* [Dataset content]
■ ■ ■

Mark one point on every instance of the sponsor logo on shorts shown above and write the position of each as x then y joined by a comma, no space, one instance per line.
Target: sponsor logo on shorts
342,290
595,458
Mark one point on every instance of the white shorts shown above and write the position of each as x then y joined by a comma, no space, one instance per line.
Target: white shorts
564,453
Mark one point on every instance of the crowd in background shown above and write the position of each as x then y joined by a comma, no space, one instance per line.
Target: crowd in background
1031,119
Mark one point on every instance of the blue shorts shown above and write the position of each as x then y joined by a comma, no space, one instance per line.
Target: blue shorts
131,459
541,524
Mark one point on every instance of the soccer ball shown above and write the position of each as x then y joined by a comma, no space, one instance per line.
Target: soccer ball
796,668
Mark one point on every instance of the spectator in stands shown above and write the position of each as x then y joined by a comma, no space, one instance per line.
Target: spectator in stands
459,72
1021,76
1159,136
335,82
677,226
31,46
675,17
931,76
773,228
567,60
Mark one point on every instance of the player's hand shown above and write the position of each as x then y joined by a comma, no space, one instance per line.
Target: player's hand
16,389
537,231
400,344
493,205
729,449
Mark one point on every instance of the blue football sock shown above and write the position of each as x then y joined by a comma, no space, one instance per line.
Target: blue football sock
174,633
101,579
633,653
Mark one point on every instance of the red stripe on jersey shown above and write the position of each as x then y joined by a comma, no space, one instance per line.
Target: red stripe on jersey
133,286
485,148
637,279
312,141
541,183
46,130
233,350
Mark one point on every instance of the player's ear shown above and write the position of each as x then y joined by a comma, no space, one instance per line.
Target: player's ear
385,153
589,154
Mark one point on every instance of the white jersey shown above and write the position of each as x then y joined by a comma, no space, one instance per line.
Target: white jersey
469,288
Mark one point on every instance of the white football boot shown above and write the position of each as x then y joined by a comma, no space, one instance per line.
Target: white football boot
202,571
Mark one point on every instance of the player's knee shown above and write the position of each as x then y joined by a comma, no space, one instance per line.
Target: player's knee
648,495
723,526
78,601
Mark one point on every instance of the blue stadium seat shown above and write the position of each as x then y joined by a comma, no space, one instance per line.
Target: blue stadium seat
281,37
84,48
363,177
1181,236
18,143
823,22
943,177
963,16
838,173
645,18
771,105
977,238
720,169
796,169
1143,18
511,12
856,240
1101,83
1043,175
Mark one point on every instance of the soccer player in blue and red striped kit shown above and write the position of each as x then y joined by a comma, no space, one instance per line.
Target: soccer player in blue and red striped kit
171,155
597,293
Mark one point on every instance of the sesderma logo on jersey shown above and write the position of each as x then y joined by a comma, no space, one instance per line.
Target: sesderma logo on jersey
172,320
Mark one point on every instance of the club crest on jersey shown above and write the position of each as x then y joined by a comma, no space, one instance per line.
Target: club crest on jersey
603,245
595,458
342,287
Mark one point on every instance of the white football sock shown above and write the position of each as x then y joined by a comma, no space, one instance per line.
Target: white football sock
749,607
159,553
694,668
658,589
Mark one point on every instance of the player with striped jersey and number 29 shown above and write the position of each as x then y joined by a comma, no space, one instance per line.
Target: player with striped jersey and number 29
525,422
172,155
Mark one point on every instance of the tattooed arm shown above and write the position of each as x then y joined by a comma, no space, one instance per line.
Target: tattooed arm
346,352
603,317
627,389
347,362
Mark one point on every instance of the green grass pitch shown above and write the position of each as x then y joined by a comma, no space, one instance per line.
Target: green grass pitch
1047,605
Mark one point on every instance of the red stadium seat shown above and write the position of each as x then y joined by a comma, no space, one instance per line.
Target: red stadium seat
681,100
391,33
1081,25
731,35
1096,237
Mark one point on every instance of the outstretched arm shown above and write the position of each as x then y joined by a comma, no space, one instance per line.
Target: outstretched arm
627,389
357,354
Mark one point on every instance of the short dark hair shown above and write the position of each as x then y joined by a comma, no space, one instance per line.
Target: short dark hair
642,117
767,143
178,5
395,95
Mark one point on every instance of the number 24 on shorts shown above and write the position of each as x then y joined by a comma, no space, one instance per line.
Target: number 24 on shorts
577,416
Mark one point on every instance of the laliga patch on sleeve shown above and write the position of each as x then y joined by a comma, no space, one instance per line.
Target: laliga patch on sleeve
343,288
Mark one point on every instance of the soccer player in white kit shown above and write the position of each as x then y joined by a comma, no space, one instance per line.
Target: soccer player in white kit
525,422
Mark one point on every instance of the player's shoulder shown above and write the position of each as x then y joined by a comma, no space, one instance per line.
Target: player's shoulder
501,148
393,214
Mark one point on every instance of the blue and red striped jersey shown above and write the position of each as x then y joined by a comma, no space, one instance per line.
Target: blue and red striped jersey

■ ■ ■

* [To do] Send back all of the entries exactly, with nothing missing.

* [Complete output]
Mark one point on every instance of the sponsor logo on shorts shown above and write the position of each as x then y joined by a comma, no space, one instance per line.
Target: sponsor logo on shorts
342,290
595,458
Mark one point on every instance of the white shorts shown above and write the position of each as x then y joined by a comma, no space, one instance per line.
Target: white shorts
564,453
Mark one point on every instance of the crowd in background shown above and write the position of each as x then y joined by a comma, no space, one instance per line.
Target: crowd in background
1031,119
Mark one point on every instance of the blue shorts shown above and write the position of each as x then y joined by a comma, no space, one instance per line.
Target: blue shorts
131,459
541,524
Mark one point on every instance of the soccer ball shown above and write the position of each as x then y joined by a comma, no space, one instance per line.
Target: soccer ball
796,668
Mark one point on every instance of the spectator in stands shown above and write the position of each as x then y joined by a comma, no space, one instance per line.
Target: spectator in stands
459,72
1021,76
1159,136
335,82
677,226
31,46
675,17
931,76
773,228
567,60
Mark one point on every instance of the player's hand shown above and write the position of each as x then y joined by a comma, no space, one instance per line.
Target: player's hand
16,389
537,231
400,344
493,205
729,449
Mark one point on every instance of the blue football sock shown above and write the position of each as x then y joined by a comma, no space, one instance per line.
Target: blue football sock
174,633
101,579
633,653
Mark one point on every instance of the red stripe on jersey shown above and write the position of each as x then y joined by a comma, no space, one instance per line.
Target: red stripe on jersey
133,286
485,148
637,279
312,141
541,183
46,130
233,350
Mark one point on every instance of the player's ear shown above and write the position of each as x then y joined by a comma, no space, one instance per line.
Target: player's ear
385,153
589,154
Mark one point on every instance of the white jersey shown above and write the position of each as x then y joined by a comma, no space, one instance per line.
Target: white jersey
469,288
Mark one point on every instance of the white football boot shown above and write the position of each as x then y joined by a comma, no space, one instance per line.
Target: white football boot
202,571
Mark one point on every instance of the player's knee shown above and write the position of each as x then y joined by a comma, no space, one instance per line.
Target: player's knee
648,495
723,526
78,601
Mark one point on every instance of the blue stadium seat shown above and write the position of each as x then y joined by a comma, no space, one instance per line.
Target: blue stadium seat
281,37
84,48
363,177
1181,236
18,143
823,22
943,177
963,16
838,173
645,18
771,105
977,238
720,169
796,169
1143,18
511,12
856,240
1101,83
1043,175
Mark one point on every instance of the soccer player in blue and red striped kit shown above and write the position of each as x then y joined by a comma, no space, one instance per line.
Target: soccer player in blue and red striped kit
171,155
597,293
Mark one point on every instance of the sesderma logo on jersey shown above and write the position of each as x then y joined by a comma, no space, one instance per line.
Target: sesderma logo on jersey
172,320
Mark one point on every instance of the club crest on jersey shown above and write the position of each as x then y joined by a comma, no space, one instance per line.
Target: club crest on jersey
603,245
595,458
342,287
Mark one point on every instance of the white football sock shown above and write the position of each as x then y joined by a comma, no space, one instance per line.
Target: white football sock
749,607
159,553
694,668
658,589
Mark one point on every instance of the player with striped jersey and number 29 shown above and write the position of each as x then y joined by a comma, no space, one instance per line.
Target: player with striped jersey and number 29
525,422
172,155
Mark one point on every instance of the tattooed arm shown above and write the position of each as x then y joined by a comma, no space, one instance per line.
Target: tattooed arm
346,352
603,317
627,389
347,362
Mark one point on every instance of the green grass pitch shown above and write the position of each as x then y joined by a comma, no space, one instance per line.
Target: green grass pitch
1047,605
Mark one point on every instance of the red stadium seat shown above and write the position of each as x then y joined by a comma, no space, one instance per line.
Target: red stadium seat
681,100
391,33
1081,25
731,35
1096,237
Mark one point on every instance of the outstretched arm shown above and write the position of each as x then y joined by a comma, no space, one instance per line.
Target: outstretched arm
627,389
357,354
Mark one point on every instance of the short dark hair shown above and write the position of each as x then y joined by a comma, no space, one instance per line.
Target: short dark hair
642,117
767,143
178,5
395,95
Mark one point on every instance of the number 24 on shorts shown above and write the position of each as x then y joined by a comma, no space, one instance per line.
Target: number 24 on shorts
577,416
Mark one point on every instance of the laliga patch on sleeve shown above and write the position of each as x then y joined by a comma, no space, one instance per line.
Target: laliga patch on sleeve
343,288
Mark one point on every instance of the soccer player in white kit shown above and write the position of each as x then y joined by a comma, no space, one instance per line.
Target: soccer player in white kit
525,422
Mark one point on every instance of the player's shoulder shown above and write the position of each as x then y joined by a comma, no space, one instance per line.
Target: player's shoulder
501,148
393,214
Mark one point on every instance of the blue and red striped jersey shown above and write the position of each as x then y joined by a comma, no space, one instance per line.
Target: blue and red striped jersey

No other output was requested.